→ **Opgaven**
a) Waarom sloeg David volgens de tekst over Psalm 3 op de vlucht?
b) Schrijf uit de tekst over Psalm 3 het stuk van "In deze psalm" tot en met "je het niet." letterlijk over.
c) Pak de tekst over Psalm 3 op na de laatste zin en schrijf hem verder.

======== Leestekst

Psalm 3
Deze psalm vertelt ons het verhaal van en koning die vertrouwde op God. Hij liet zich niet intimideren en leiden door angst. En in deze keuze zit de overwinning verpakt. Zijn omstandigheden zagen er niet al te best uit. Hij wilde niet vechten tegen zijn eigen zoon dus sloeg David op de vlucht. Liever troonloos dan zoonloos moet zijn motto zijn geweest. Ach, het loopt allemaal zo anders. Heer waar bent U?
We kennen het allemaal wel, s’ morgens wakker worden met een stuk onrust in je hart. Het gevoel van; ‘dat alles je naar de keel grijpt.’ De uitspraak; ‘we zien morgen wel verder’ heeft menig mens geen uitkomst gegeven. Nee, zo aan het begin van een nieuwe dag kunnen sommige dingen je behoorlijk in de greep houden. Er kan gewoon veel tegenzitten. De dag kan zo anders voorbijgaan dan je gehoopt of gebeden had.
In deze psalm zien we David een innerlijke strijd voeren. Zijn gevoelens liggen behoorlijk overhoop. Je zult dan ook maar geconfronteerd worden met het feit dat je bloedeigen zoon zich tegen je gekeerd heeft. Sterker nog, je uit de weg wilt ruimen. Nou dat neemt je zo, aan het begin van de dag, behoorlijk in de tang. Dat gooit de rem er stevig op. Dat kan je nogal terneergeslagen maken. En hoe ga je daar dan mee om? Wie is dan je steun en toevlucht? Waar is dan die schouder waar je op uit kunt huilen? Waar is dan die arm om je heen? Met een pot pillen, een fles drank of andere middelen redt je het niet.
Ik denk dat deze psalm een geweldig voorbeeld voor ons is. Ondanks dat vijanden David intimiderden. Hem onderuit wilden halen met hun venijnige opmerkingen. Hem willen doen laten geloven dat het zijn zonden zijn, die hem de steun van God ontnemen. David doet iets, wat hem troost en kracht geeft temidden van zijn eigen problemen. Maar wat doet hij dan? David legt zijn ellende aan de Heer voor. “HEER, hoe talrijk zijn mijn belagers, velen vallen mij aan, velen zeggen van mij: ‘God zal hem niet redden.”

================
======== Bronfragment

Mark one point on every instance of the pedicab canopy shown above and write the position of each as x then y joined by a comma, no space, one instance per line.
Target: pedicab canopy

================

→ **Antwoorden**
a) Hij wilde niet vechten tegen zijn eigen zoon.

b)
In deze psalm zien we David een innerlijke strijd voeren. Zijn gevoelens liggen behoorlijk overhoop. Je zult dan ook maar geconfronteerd worden met het feit dat je bloedeigen zoon zich tegen je gekeerd heeft. Sterker nog, je uit de weg wilt ruimen. Nou dat neemt je zo, aan het begin van de dag, behoorlijk in de tang. Dat gooit de rem er stevig op. Dat kan je nogal terneergeslagen maken. En hoe ga je daar dan mee om? Wie is dan je steun en toevlucht? Waar is dan die schouder waar je op uit kunt huilen? Waar is dan die arm om je heen? Met een pot pillen, een fles drank of andere middelen redt je het niet.

c)
Ondanks alle tegenstand keerde David uiteindelijk zijn roep tot God. Hij wist, alleen God kan mij redden. Hij liet zich niet leiden door gevoelens van onmacht. Nee, hij ging ‘belijdend’ in de aanval. “U, HEER, bent een schild om mij heen, u bent mijn eer, u houdt mij staande. Roep ik tot de HEER om hulp, hij antwoordt mij vanaf zijn heilige berg.” David had geleerd van Wie hij zijn hulp moest verwachten. Hij wist dat nooit de omstandigheden bepalend zijn, maar dat God het voor het zeggen heeft. Hij raakt niet in paniek. Hij had geleerd te relatieveren.
Ook al lijkt het mis te gaan, de Heer heeft altijd het laatste woord. Hij kan de omstandigheden veranderen omdat Hij regeert. En zo is God een “schild” dat hem beschermt, wat de klappen voor hem opvangt. Maar ook een God die hem weer aanzien en waardigheid geeft. Want God is zijn “eer” maar ook degene die “zijn hoofd opheft.”
Nu zeg je misschien dat is mooi voor David, maar wat heb ik eraan? Ik heb al zo vaak om hulp geroepen naar mensen om me heen, en naar God. En met welk resultaat? Ik zit nog steeds in de ellende. Nee, ik heb het wel gehad met dat roepen naar God.
Maar mag ik je dan een vraag stellen? Heb je wel ‘verwachtings gericht’ geroepen tot God? Er zit verschil in hoe je roept! In Davids roep klinkt iets door. In zijn woorden ligt het getuigenis verborgen van het kennen van God. Want hij zegt drie belangrijke dingen:
Kijk dat is de belijdenis van zijn persoonlijk geloof. Hij kende God. Hij wist dat God een beschermende God is. Hij vertrouwde God ook als het tegenzat. Als het allemaal uit de hand dreigde te lopen.
Vertrouwen in God hebben, dat was de sleutel voor de oplossing van zijn probleem. Vertrouwen, is iets wat je moet leren. Misschien ben je zo teleurgesteld in het leven dat je niets en niemand meer vertrouwd. Maar begrijp me goed, dat lost niets op. Want dan blijf je in de narigheid zitten. Dat wist David ook. Hij kon bij niemand terecht. Het was wanhoop ten top. Bijna iedereen had hem de rug toegekeerd, en dat terwijl hij koning was.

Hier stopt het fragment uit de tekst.